Exercise description: Write out the entries below once more, exactly.

Supplied information:
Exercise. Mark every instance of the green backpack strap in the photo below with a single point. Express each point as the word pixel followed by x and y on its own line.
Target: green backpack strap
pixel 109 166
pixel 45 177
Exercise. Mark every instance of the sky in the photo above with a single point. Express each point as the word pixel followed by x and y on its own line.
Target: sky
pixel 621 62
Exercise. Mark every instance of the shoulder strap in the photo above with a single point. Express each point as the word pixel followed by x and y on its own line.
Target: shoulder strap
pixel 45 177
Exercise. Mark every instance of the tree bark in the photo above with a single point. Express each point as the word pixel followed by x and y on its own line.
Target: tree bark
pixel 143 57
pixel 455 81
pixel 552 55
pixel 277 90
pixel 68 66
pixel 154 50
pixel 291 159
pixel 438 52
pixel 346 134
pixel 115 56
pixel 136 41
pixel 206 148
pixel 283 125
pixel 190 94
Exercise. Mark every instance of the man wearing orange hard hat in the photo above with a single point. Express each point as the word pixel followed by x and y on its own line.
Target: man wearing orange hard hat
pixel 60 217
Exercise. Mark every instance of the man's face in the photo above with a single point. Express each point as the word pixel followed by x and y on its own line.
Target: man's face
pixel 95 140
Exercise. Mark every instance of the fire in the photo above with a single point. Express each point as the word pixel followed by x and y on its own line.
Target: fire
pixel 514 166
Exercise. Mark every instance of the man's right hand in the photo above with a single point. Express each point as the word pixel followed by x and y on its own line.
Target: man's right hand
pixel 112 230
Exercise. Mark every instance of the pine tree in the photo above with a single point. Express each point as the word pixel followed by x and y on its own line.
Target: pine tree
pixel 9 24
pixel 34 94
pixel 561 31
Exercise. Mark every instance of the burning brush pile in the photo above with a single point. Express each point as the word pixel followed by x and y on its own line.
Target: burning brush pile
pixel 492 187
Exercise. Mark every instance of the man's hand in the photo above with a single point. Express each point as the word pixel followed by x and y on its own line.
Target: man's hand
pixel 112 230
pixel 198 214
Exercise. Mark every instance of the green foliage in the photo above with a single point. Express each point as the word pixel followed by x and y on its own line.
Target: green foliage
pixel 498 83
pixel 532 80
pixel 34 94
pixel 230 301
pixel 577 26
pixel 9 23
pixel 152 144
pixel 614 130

Reply:
Exercise. Mark every instance of the green backpack strap in the photo below with a single point. Express each point as the word pixel followed by x and y on its own line.
Target: green backpack strap
pixel 109 166
pixel 45 177
Exercise. Mark every instance of the sky in the photo above with a single point. Express each point as the word pixel followed by x and y on its own line.
Target: sky
pixel 621 62
Exercise. Mark every instance of the shoulder strap in the photo above with a single point. Express each point as the word pixel followed by x and y on its own line.
Target: shoulder strap
pixel 45 177
Exercise. Mark every instance of the tree bark in the photo above with a single point. Express each point as the word pixel followed by x and y on its own line.
Target: tree bark
pixel 143 57
pixel 455 81
pixel 552 55
pixel 277 90
pixel 68 66
pixel 154 50
pixel 291 159
pixel 438 52
pixel 346 134
pixel 115 56
pixel 136 41
pixel 206 148
pixel 283 125
pixel 190 94
Exercise. Mark every instance of the man wearing orange hard hat in the photo above with a single point. Express each point as the word pixel followed by x and y on its own line.
Target: man wearing orange hard hat
pixel 60 217
Exercise. Mark every instance of the man's face in the photo above with a single point. Express each point as the word pixel followed by x and y on its own line.
Target: man's face
pixel 95 140
Exercise. Mark every instance of the fire in the photo above with a single point. Express each point as the word pixel followed by x and y on its own line.
Target: fire
pixel 514 166
Exercise. Mark every instance of the man's right hand in the photo above with a single point. Express each point as the word pixel followed by x and y on its own line.
Target: man's right hand
pixel 112 230
Exercise. Mark every instance of the pine tree in the photo above with a single point. Express each point as the word pixel followed by x and y on its own line.
Target: pine tree
pixel 9 24
pixel 34 94
pixel 561 31
Exercise. Mark every instance of the burning brush pile in the photo above with a single point. Express each point as the word pixel followed by x and y on its own line.
Target: burning brush pile
pixel 492 187
Exercise. Mark every instance of the man's hand in the photo above with a single point. Express each point as the word pixel followed by x and y on its own line.
Target: man's hand
pixel 112 230
pixel 198 214
Exercise. Mark every instance of the green foliage in the photo above with a single point. Express each point as the word pixel followed by x and y on its own line.
Target: green foliage
pixel 498 83
pixel 532 80
pixel 34 94
pixel 230 301
pixel 577 26
pixel 9 23
pixel 152 144
pixel 614 130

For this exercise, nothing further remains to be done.